### EXTRACTED DATA ###
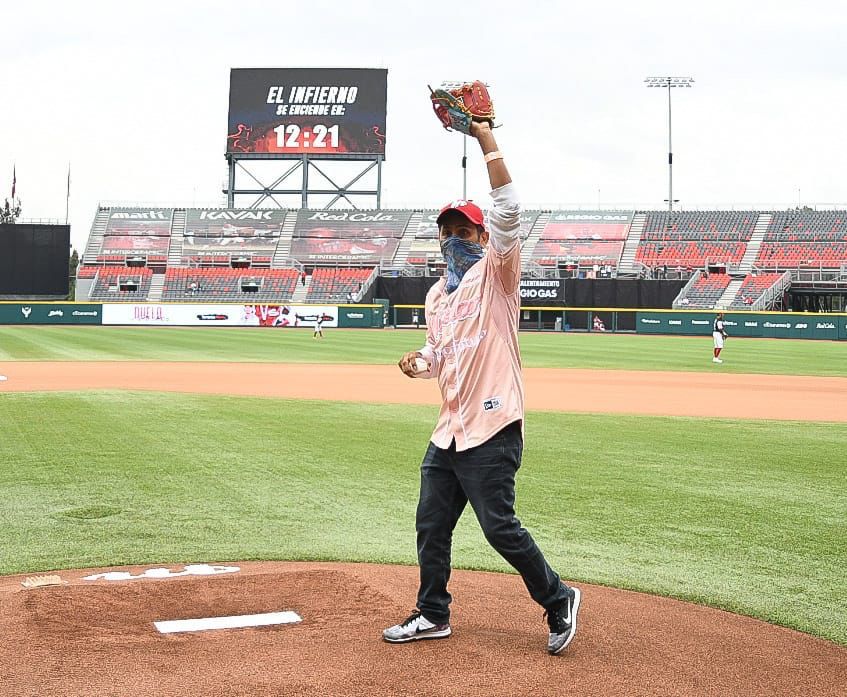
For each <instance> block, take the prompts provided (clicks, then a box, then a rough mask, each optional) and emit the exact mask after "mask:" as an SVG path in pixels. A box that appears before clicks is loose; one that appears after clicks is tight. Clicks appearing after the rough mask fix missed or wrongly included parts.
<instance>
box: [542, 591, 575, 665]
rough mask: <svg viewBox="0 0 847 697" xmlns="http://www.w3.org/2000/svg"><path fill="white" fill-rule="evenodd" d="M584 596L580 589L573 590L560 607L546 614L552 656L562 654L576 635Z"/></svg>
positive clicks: (549, 649)
mask: <svg viewBox="0 0 847 697" xmlns="http://www.w3.org/2000/svg"><path fill="white" fill-rule="evenodd" d="M581 596H582V594H581V593H580V592H579V588H571V595H570V597H569V598H568V599H567V600H565V602H563V603H562V604H561V605H559V607H557V608H553V609H550V610H548V611H547V612H545V613H544V616H545V617H546V618H547V624H548V626H549V627H550V637H549V638H548V639H547V651H548V652H549V653H550V654H551V655H552V654H557V653H561V652H562V651H564V650H565V649H566V648H567V647H568V644H570V643H571V640H572V639H573V638H574V635H575V634H576V616H577V613H578V612H579V601H580V598H581Z"/></svg>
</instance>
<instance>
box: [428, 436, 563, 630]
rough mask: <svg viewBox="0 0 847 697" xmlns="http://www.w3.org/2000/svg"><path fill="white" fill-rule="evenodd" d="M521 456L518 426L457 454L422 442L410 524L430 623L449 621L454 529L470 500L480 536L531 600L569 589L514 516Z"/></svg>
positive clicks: (454, 445) (553, 596)
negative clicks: (523, 589)
mask: <svg viewBox="0 0 847 697" xmlns="http://www.w3.org/2000/svg"><path fill="white" fill-rule="evenodd" d="M522 453H523V437H522V436H521V426H520V422H519V421H516V422H514V423H512V424H509V425H508V426H506V427H505V428H504V429H503V430H502V431H500V432H499V433H497V434H496V435H494V436H492V437H491V438H490V439H489V440H487V441H486V442H485V443H483V444H482V445H479V446H477V447H475V448H471V449H470V450H465V451H464V452H460V453H457V452H456V443H455V441H454V442H453V443H451V444H450V447H449V448H448V449H447V450H444V449H442V448H439V447H437V446H435V445H434V444H433V443H430V444H429V448H428V449H427V451H426V455H425V456H424V459H423V462H422V463H421V493H420V500H419V501H418V511H417V518H416V523H415V525H416V529H417V534H418V564H419V565H420V574H421V585H420V590H419V592H418V609H419V610H420V611H421V612H422V613H423V615H424V616H425V617H426V618H427V619H428V620H429V621H430V622H434V623H436V624H442V623H446V622H448V621H449V619H450V607H449V606H450V601H451V600H452V598H451V596H450V593H449V592H448V591H447V583H448V581H449V580H450V549H451V545H452V541H453V529H454V528H455V527H456V523H457V522H458V520H459V517H460V516H461V515H462V511H463V510H464V509H465V504H467V503H468V502H469V501H470V504H471V507H472V508H473V510H474V513H475V514H476V517H477V520H478V521H479V524H480V526H481V527H482V531H483V533H484V534H485V539H486V540H488V542H489V544H491V546H492V547H494V549H495V550H497V552H499V553H500V555H501V556H502V557H503V558H504V559H505V560H506V561H507V562H509V564H511V565H512V566H513V567H514V568H515V569H516V570H517V571H518V573H520V575H521V577H522V578H523V581H524V583H525V584H526V587H527V590H528V591H529V594H530V596H531V597H532V599H533V600H535V602H537V603H538V604H539V605H542V606H543V607H545V608H550V607H553V606H555V605H557V604H558V603H560V602H561V601H563V600H564V599H565V598H567V597H568V590H569V589H568V587H567V586H566V585H565V584H563V583H562V581H561V579H560V578H559V576H558V574H557V573H556V572H555V571H553V569H551V568H550V565H549V564H548V563H547V561H546V560H545V559H544V555H543V554H542V553H541V550H540V549H539V548H538V545H536V544H535V540H533V539H532V535H530V534H529V533H528V532H527V531H526V530H525V529H524V528H523V527H522V526H521V523H520V521H519V520H518V519H517V517H516V516H515V474H516V473H517V471H518V468H519V467H520V466H521V455H522Z"/></svg>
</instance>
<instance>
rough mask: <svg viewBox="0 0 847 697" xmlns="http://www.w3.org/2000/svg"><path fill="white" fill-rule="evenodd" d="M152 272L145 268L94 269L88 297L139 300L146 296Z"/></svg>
mask: <svg viewBox="0 0 847 697" xmlns="http://www.w3.org/2000/svg"><path fill="white" fill-rule="evenodd" d="M152 277H153V272H152V271H151V270H150V269H147V268H132V269H131V268H115V267H103V268H101V269H97V270H96V278H95V280H94V285H93V286H92V287H91V292H90V294H89V298H90V299H91V300H101V301H105V302H139V301H142V300H145V299H146V298H147V294H148V293H149V292H150V281H151V279H152Z"/></svg>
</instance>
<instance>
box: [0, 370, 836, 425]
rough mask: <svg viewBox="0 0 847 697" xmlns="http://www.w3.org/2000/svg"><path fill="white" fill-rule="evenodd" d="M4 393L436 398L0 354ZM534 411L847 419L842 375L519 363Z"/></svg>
mask: <svg viewBox="0 0 847 697" xmlns="http://www.w3.org/2000/svg"><path fill="white" fill-rule="evenodd" d="M0 374H3V375H6V376H8V381H6V382H4V383H2V387H0V393H2V392H33V391H54V390H90V389H125V390H156V391H165V392H194V393H202V394H222V395H241V396H257V397H280V398H292V399H317V400H340V401H354V402H372V403H390V404H431V405H437V404H439V402H440V397H439V393H438V386H437V384H436V383H435V381H434V380H414V379H410V378H407V377H405V376H404V375H402V374H401V373H400V371H399V369H398V368H397V367H396V366H393V365H338V364H316V363H300V364H292V363H168V362H159V361H155V362H138V361H131V362H116V361H104V362H79V363H77V362H61V363H52V362H17V361H15V362H0ZM524 378H525V383H526V406H527V408H528V409H531V410H542V411H563V412H588V413H615V414H649V415H656V416H697V417H724V418H740V419H749V418H755V419H777V420H790V421H838V422H847V407H845V405H847V378H838V377H810V376H789V375H748V374H726V373H715V374H710V373H686V372H649V371H624V370H574V369H552V368H525V369H524Z"/></svg>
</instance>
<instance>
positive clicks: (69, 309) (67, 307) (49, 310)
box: [0, 303, 103, 324]
mask: <svg viewBox="0 0 847 697" xmlns="http://www.w3.org/2000/svg"><path fill="white" fill-rule="evenodd" d="M102 313H103V306H102V305H98V304H95V303H85V304H78V303H0V324H100V320H101V316H102Z"/></svg>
###
ACTIVITY: An exact restatement of every record is required. Omit the images.

SOLUTION BELOW:
For each <instance> block, take the prompts provided (clicks, then a box, then a rough mask, each optional) and emit the exact mask after "mask:" as an SVG path in pixels. A box that appears before clicks is loose; one that appears after clicks is tight. Clicks appearing after the rough mask fix missed or wrongly included parts.
<instance>
box: [542, 591, 575, 665]
rough mask: <svg viewBox="0 0 847 697" xmlns="http://www.w3.org/2000/svg"><path fill="white" fill-rule="evenodd" d="M584 596L580 589L573 590L560 607L546 614L552 656L562 654L576 635Z"/></svg>
positive clicks: (549, 649)
mask: <svg viewBox="0 0 847 697" xmlns="http://www.w3.org/2000/svg"><path fill="white" fill-rule="evenodd" d="M581 596H582V594H581V593H580V592H579V588H571V595H570V597H569V598H568V599H567V600H565V602H563V603H562V604H561V605H559V607H557V608H553V609H550V610H548V611H547V612H545V613H544V616H545V617H546V618H547V624H548V626H549V627H550V637H549V638H548V639H547V651H548V652H549V653H550V654H551V655H552V654H557V653H561V652H562V651H564V650H565V649H566V648H567V647H568V644H570V643H571V640H572V639H573V638H574V635H575V634H576V616H577V613H578V612H579V601H580V598H581Z"/></svg>
</instance>
<instance>
box: [428, 436, 563, 630]
rough mask: <svg viewBox="0 0 847 697" xmlns="http://www.w3.org/2000/svg"><path fill="white" fill-rule="evenodd" d="M521 456L518 426L457 454L422 442L410 524L430 623L449 621L454 529L470 500L480 536L531 600L569 589L514 516Z"/></svg>
positive clicks: (454, 445) (553, 596)
negative clicks: (523, 589)
mask: <svg viewBox="0 0 847 697" xmlns="http://www.w3.org/2000/svg"><path fill="white" fill-rule="evenodd" d="M522 453H523V437H522V436H521V426H520V422H519V421H516V422H514V423H512V424H509V425H508V426H506V427H505V428H504V429H503V430H502V431H500V432H499V433H497V434H496V435H494V436H492V437H491V438H490V439H489V440H487V441H486V442H485V443H483V444H482V445H479V446H477V447H475V448H471V449H470V450H465V451H464V452H460V453H457V452H456V443H455V441H454V442H453V443H451V444H450V447H449V448H448V449H447V450H444V449H442V448H439V447H437V446H435V445H434V444H433V443H430V444H429V448H428V449H427V451H426V455H425V456H424V459H423V462H422V463H421V493H420V500H419V501H418V511H417V518H416V523H415V525H416V529H417V534H418V564H419V565H420V574H421V585H420V590H419V592H418V609H419V610H420V611H421V612H422V613H423V615H424V616H425V617H426V618H427V619H428V620H429V621H430V622H434V623H436V624H442V623H446V622H448V621H449V619H450V607H449V606H450V601H451V600H452V598H451V596H450V593H449V592H448V591H447V583H448V581H449V580H450V549H451V545H452V541H453V529H454V528H455V527H456V523H457V522H458V520H459V517H460V516H461V515H462V511H463V510H464V509H465V504H467V503H468V502H469V501H470V504H471V507H472V508H473V510H474V513H475V514H476V517H477V520H478V521H479V524H480V526H481V527H482V531H483V533H484V534H485V539H486V540H488V542H489V544H491V546H492V547H494V549H495V550H497V552H499V553H500V555H501V556H502V557H503V558H504V559H505V560H506V561H507V562H509V564H511V565H512V566H513V567H514V568H515V569H516V570H517V571H518V573H520V575H521V577H522V578H523V581H524V583H525V584H526V587H527V590H528V591H529V594H530V596H531V597H532V599H533V600H535V602H537V603H538V604H539V605H542V606H543V607H545V608H550V607H553V606H555V605H557V604H558V603H560V602H561V601H563V600H564V599H565V598H567V597H568V590H569V589H568V587H567V586H566V585H565V584H563V583H562V581H561V579H560V578H559V576H558V574H557V573H556V572H555V571H553V569H551V568H550V565H549V564H548V563H547V561H546V560H545V559H544V555H543V554H542V553H541V550H540V549H539V548H538V545H536V544H535V540H533V539H532V535H530V534H529V533H528V532H527V531H526V530H525V529H524V528H523V527H522V526H521V523H520V521H519V520H518V519H517V517H516V516H515V474H516V473H517V471H518V468H519V467H520V466H521V455H522Z"/></svg>
</instance>
<instance>
rough mask: <svg viewBox="0 0 847 697" xmlns="http://www.w3.org/2000/svg"><path fill="white" fill-rule="evenodd" d="M152 272L145 268L94 269L88 297L139 300L146 296Z"/></svg>
mask: <svg viewBox="0 0 847 697" xmlns="http://www.w3.org/2000/svg"><path fill="white" fill-rule="evenodd" d="M152 277H153V272H152V271H151V270H150V269H147V268H132V269H131V268H115V267H103V268H101V269H97V270H96V278H95V280H94V285H93V286H92V287H91V292H90V294H89V298H90V299H91V300H101V301H105V302H139V301H142V300H145V299H146V298H147V294H148V293H149V292H150V281H151V279H152Z"/></svg>
</instance>
<instance>
box: [0, 370, 836, 425]
rough mask: <svg viewBox="0 0 847 697" xmlns="http://www.w3.org/2000/svg"><path fill="white" fill-rule="evenodd" d="M4 393L436 398L0 354ZM534 411L847 419L842 375L519 363Z"/></svg>
mask: <svg viewBox="0 0 847 697" xmlns="http://www.w3.org/2000/svg"><path fill="white" fill-rule="evenodd" d="M0 374H3V375H6V376H8V381H6V382H4V383H2V387H0V393H2V392H33V391H54V390H90V389H125V390H156V391H165V392H194V393H202V394H222V395H241V396H257V397H280V398H292V399H317V400H340V401H354V402H372V403H390V404H431V405H437V404H439V402H440V397H439V393H438V386H437V384H436V383H435V381H434V380H414V379H410V378H407V377H405V376H404V375H402V374H401V373H400V371H399V369H398V368H397V367H396V366H393V365H338V364H316V363H300V364H292V363H168V362H159V361H155V362H138V361H131V362H116V361H104V362H79V363H77V362H61V363H52V362H17V361H15V362H0ZM524 378H525V383H526V406H527V408H528V409H531V410H542V411H563V412H588V413H615V414H649V415H656V416H697V417H724V418H740V419H749V418H755V419H777V420H790V421H838V422H847V407H845V405H847V378H838V377H810V376H789V375H748V374H726V373H715V374H710V373H686V372H649V371H624V370H574V369H552V368H525V369H524Z"/></svg>
</instance>
<instance>
positive clicks: (69, 309) (67, 307) (49, 310)
box: [0, 303, 103, 324]
mask: <svg viewBox="0 0 847 697" xmlns="http://www.w3.org/2000/svg"><path fill="white" fill-rule="evenodd" d="M102 313H103V306H102V305H98V304H95V303H85V304H78V303H0V324H100V320H101V316H102Z"/></svg>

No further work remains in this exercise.